■ Work required
Write the next part of the comment on premature scaling and start-up failure, picking up after its final sentence.

I'd like to illustrate that issue. You name premature scaling as the most important factor for start-ups to fail. While this conclusion might not be wrong on the one hand, it may be an illusion that the premature scaling is the actual reason for failure. As an example, premature scaling should be very likely to happen to a "megalomaniac" entrepreneur who just overestimates his business idea's chance to succeed or its growth rate by far. If megalomania is in place at that stage, one have to assume that it also was when the entrepreneur founded his business - by highly overestimating a crap idea who wouldn't have deserved to be turned into a business. In this case, the business' failure wouldn't have been caused by the premature scaling (although it seems to be since that's what you were looking at) but by the entrepreneur's tendency to overestimate the quality of his idea. That said the premature scaling is just another outcome of the true, underlying reason for failure - but not a reason itself.
It's just an example, but it might show that it's risky to name your variables as crucial factors for failure as long as you don't control what the business is based on in the first instance: the business idea and the entrepreneur's personality.
What are your thoughts on that?

■ Data extracts
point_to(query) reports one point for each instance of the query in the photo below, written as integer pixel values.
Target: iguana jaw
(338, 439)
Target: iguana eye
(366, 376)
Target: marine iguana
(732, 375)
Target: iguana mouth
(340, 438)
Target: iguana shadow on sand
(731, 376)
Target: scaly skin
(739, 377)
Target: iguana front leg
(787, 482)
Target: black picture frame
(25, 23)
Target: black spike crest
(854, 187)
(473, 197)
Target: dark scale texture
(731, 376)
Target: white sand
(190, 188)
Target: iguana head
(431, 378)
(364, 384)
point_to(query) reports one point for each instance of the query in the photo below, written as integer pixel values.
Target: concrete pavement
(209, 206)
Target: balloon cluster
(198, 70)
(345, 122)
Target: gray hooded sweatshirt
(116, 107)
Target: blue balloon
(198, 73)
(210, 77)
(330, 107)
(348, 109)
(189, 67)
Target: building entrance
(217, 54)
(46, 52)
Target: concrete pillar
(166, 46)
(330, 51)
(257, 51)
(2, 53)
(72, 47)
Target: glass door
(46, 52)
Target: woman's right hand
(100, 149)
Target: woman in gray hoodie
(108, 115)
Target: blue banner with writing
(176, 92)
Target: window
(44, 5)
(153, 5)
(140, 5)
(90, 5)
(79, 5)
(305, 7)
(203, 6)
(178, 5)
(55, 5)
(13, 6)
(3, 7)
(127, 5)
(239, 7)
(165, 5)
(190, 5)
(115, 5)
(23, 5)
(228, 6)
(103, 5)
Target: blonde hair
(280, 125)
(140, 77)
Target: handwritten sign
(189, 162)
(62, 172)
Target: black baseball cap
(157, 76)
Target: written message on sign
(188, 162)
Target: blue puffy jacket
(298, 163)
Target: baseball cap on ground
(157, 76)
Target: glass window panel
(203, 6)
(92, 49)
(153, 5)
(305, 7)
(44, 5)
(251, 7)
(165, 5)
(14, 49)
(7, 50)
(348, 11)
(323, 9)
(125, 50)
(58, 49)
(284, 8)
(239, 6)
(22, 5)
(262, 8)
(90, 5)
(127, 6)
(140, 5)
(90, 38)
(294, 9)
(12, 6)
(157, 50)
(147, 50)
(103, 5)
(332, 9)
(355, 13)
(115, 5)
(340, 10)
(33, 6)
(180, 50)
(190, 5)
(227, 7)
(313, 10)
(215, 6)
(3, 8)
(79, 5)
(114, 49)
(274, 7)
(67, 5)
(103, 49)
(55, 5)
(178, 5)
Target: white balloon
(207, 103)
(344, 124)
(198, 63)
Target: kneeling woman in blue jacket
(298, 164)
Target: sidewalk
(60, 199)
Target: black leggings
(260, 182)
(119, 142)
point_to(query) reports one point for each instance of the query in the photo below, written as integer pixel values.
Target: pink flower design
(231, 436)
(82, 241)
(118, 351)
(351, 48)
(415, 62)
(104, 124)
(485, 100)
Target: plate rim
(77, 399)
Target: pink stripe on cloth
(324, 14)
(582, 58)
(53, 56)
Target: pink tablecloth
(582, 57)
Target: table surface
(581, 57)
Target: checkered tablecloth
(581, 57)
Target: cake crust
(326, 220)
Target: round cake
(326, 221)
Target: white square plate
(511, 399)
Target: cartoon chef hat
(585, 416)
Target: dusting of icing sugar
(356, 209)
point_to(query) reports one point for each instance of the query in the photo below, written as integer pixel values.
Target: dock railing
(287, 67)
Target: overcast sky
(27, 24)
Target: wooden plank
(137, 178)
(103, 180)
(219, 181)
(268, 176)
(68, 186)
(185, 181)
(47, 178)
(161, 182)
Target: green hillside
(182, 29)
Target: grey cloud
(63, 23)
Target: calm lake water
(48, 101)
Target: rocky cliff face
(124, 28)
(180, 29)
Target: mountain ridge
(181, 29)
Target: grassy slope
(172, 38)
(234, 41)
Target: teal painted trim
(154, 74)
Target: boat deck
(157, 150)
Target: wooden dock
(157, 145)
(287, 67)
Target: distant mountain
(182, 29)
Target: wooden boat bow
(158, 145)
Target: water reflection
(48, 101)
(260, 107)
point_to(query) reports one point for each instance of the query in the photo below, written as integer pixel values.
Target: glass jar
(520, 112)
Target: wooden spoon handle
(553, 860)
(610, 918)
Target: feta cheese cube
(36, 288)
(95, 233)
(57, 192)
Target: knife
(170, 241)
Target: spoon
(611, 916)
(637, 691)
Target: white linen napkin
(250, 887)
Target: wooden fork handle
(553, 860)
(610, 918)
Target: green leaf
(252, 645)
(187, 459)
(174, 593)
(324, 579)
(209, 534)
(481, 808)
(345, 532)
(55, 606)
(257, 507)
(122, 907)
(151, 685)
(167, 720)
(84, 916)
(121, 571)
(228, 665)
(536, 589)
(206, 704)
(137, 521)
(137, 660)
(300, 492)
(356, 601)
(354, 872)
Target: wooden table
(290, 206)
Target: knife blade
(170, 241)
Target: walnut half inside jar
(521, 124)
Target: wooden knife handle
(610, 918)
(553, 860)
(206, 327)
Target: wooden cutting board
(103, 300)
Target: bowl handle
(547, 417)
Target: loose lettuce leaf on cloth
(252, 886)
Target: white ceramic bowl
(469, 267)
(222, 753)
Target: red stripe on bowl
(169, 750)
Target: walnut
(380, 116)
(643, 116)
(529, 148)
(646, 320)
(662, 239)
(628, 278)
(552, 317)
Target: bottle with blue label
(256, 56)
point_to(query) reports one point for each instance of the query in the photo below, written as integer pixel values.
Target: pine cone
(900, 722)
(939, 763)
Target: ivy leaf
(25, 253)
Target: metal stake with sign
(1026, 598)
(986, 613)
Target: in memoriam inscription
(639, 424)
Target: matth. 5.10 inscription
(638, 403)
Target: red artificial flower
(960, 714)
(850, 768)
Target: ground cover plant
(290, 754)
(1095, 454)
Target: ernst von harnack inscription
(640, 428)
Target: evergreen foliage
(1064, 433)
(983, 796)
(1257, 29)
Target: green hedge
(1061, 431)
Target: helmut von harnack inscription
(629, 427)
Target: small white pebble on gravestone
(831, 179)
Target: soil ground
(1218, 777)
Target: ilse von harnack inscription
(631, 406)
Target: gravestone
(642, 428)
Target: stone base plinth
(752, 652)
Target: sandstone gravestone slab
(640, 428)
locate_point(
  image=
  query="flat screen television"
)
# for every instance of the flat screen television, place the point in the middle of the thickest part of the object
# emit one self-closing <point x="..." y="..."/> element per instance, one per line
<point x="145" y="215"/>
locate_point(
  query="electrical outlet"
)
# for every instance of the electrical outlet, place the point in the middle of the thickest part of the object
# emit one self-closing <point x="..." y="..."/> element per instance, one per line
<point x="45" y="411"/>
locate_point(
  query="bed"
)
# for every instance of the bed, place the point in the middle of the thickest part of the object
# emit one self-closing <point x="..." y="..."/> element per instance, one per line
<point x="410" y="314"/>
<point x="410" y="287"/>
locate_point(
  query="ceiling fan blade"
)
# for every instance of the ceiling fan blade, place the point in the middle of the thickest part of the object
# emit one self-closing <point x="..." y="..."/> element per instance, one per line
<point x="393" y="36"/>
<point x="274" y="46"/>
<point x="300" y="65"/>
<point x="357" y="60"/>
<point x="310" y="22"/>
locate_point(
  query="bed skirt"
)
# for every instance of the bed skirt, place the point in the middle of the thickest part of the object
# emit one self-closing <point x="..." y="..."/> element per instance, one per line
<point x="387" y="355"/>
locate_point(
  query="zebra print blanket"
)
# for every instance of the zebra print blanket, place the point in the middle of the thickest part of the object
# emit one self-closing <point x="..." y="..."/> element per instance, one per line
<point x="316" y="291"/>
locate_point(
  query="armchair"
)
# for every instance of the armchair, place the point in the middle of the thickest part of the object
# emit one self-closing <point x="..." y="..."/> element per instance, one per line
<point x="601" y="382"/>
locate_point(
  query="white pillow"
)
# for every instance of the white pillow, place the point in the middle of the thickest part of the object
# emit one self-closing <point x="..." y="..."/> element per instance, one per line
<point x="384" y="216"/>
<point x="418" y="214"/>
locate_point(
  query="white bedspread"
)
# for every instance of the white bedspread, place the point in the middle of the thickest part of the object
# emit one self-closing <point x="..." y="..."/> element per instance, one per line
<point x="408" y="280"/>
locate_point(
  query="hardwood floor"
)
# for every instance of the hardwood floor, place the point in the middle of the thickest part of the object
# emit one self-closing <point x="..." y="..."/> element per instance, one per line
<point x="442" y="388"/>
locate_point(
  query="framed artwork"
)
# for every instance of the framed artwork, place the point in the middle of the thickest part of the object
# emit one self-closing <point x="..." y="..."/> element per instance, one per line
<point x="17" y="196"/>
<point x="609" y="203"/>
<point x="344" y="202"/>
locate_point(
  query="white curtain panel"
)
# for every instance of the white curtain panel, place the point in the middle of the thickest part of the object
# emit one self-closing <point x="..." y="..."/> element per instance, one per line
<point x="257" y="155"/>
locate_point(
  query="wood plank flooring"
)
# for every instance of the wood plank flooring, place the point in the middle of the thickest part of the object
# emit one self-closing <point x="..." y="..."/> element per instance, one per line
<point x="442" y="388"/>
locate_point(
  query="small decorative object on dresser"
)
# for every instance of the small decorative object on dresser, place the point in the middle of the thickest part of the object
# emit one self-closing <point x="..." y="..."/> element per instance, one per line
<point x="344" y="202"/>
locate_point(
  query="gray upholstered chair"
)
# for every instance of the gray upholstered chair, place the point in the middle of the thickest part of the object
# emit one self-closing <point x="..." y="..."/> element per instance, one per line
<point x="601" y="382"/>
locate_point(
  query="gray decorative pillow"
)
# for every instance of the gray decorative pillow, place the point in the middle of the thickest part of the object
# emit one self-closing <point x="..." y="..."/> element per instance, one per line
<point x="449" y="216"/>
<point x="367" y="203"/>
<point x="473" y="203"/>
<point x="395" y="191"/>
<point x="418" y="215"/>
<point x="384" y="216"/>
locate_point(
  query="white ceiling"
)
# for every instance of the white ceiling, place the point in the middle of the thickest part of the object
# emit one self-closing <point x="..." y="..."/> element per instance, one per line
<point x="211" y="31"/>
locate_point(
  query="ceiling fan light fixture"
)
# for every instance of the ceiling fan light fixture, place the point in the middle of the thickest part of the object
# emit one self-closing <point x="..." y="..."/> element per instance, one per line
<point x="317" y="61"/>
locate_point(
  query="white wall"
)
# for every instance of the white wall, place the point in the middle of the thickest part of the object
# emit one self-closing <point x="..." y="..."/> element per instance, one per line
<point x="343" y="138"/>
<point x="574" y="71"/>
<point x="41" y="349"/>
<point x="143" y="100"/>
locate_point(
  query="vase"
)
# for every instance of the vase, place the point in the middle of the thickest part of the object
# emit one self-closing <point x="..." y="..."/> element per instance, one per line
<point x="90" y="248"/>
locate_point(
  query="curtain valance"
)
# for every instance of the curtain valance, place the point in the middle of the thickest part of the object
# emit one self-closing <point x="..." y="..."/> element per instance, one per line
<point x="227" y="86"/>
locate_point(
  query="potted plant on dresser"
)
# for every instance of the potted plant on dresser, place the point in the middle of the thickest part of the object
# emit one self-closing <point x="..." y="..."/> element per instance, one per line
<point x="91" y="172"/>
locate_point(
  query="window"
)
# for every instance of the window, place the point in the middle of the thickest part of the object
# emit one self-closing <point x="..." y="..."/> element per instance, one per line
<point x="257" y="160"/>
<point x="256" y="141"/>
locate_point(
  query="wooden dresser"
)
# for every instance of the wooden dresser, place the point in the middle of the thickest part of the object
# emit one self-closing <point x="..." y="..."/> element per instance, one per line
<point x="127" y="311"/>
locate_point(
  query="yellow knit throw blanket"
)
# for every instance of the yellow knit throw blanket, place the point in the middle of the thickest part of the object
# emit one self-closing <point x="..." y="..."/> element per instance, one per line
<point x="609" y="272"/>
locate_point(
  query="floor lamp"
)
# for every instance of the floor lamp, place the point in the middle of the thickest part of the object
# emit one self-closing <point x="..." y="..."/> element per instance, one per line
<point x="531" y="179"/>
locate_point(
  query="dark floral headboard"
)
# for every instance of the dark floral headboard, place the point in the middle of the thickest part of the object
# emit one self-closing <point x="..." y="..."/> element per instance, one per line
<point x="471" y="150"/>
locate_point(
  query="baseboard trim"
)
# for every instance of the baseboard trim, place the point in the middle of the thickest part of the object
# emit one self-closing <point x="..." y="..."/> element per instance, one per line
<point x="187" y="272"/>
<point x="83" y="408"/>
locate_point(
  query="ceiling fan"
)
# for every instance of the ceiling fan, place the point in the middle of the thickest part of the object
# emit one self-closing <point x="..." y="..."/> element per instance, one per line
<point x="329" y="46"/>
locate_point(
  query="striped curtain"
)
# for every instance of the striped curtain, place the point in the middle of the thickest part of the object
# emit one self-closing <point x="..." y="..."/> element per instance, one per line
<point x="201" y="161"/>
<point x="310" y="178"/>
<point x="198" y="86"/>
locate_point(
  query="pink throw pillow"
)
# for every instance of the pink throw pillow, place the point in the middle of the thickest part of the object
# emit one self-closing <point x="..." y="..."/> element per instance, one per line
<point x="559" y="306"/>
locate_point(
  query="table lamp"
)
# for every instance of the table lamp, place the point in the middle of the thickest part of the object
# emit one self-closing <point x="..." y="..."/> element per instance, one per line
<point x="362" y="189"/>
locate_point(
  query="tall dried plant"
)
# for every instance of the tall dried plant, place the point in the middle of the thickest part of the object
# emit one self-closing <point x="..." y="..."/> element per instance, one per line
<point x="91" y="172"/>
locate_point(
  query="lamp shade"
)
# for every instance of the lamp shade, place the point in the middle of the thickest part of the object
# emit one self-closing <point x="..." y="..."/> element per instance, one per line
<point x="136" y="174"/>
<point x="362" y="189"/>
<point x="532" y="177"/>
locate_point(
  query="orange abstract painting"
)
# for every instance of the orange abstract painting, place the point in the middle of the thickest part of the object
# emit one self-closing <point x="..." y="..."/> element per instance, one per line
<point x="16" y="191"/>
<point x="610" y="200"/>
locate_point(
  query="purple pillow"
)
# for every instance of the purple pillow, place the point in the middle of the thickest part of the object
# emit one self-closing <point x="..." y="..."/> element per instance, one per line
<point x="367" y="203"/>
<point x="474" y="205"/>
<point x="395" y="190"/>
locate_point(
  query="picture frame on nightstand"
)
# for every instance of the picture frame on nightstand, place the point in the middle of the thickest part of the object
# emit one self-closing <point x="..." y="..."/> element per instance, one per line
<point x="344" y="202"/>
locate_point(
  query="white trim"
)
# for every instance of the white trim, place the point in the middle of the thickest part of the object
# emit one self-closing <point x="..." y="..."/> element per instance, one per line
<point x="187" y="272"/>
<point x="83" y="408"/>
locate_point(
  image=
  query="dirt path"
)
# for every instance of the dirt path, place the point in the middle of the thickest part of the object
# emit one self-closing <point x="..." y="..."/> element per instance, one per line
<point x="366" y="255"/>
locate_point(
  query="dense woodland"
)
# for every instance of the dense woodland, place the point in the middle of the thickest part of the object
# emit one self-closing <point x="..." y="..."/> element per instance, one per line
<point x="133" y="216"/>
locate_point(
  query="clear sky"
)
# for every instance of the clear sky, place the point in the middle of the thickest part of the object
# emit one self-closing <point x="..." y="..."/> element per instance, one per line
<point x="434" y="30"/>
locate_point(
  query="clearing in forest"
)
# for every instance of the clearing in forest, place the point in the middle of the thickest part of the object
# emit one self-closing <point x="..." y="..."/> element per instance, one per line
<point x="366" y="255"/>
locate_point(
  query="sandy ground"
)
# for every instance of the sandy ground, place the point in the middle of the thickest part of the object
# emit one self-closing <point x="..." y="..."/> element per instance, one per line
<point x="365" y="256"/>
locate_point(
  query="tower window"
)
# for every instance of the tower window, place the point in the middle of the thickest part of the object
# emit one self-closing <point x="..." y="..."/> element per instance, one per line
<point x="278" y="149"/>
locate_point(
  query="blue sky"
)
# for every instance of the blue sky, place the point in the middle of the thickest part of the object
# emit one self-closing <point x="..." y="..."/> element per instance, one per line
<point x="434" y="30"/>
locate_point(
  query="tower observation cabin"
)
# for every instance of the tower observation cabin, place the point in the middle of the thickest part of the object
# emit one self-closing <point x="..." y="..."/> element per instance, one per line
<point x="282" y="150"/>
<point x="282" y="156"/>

■ Answer space
The initial idea isn't that important. Entrepreneurs change their idea all the time. In the report we show that consistent companies or ones that scale properly, are more focused on discovering whether their idea makes sense where as companies that scale prematurely are more focused on validating that they are right. And as far as personality, while it's an interesting variable to look at in the future, in the end of the day we just look at whether the company produces results regardless of their predisposition. It's also common wisdom that there are many different kinds of entrepreneurs that have been successful.
I see your point - however I still think that the company's predisposition is too important to be left out. In this spirit I suspect premature scaling to be a dependent variable (instead of being a first-level factor).
Only the startups that solve real problems are able to survive. As a startup you should answer the following questions:
1. Would you use your own product?
2. Would you pay for it?
If the answer to both the questions is a BIG yes, then you have a solid product and a good chance to survive.
I think another major point that wasn't discussed in the post is that the startup world is a rocky one. You might be full of confidence in your idea one day, and then the next day you feel your idea is garbage. It's a roller-coaster ride, and not everyone can deal with that. Especially until you have users that are signing up for your service, it's really just your own personal opinion, you need validation in an idea to continue to give you the confidence to pursue it no matter what your opinion of it at the moment is
"A core feature is something that is required for your service to deliver value. For facebook a core feature is the ability to friend people. An email notification from facebook that someone sent you a message is a nice to have but not a core feature."
Is it a joke?
Without email notifications Facebook would never grow to any meaningful size (if at all).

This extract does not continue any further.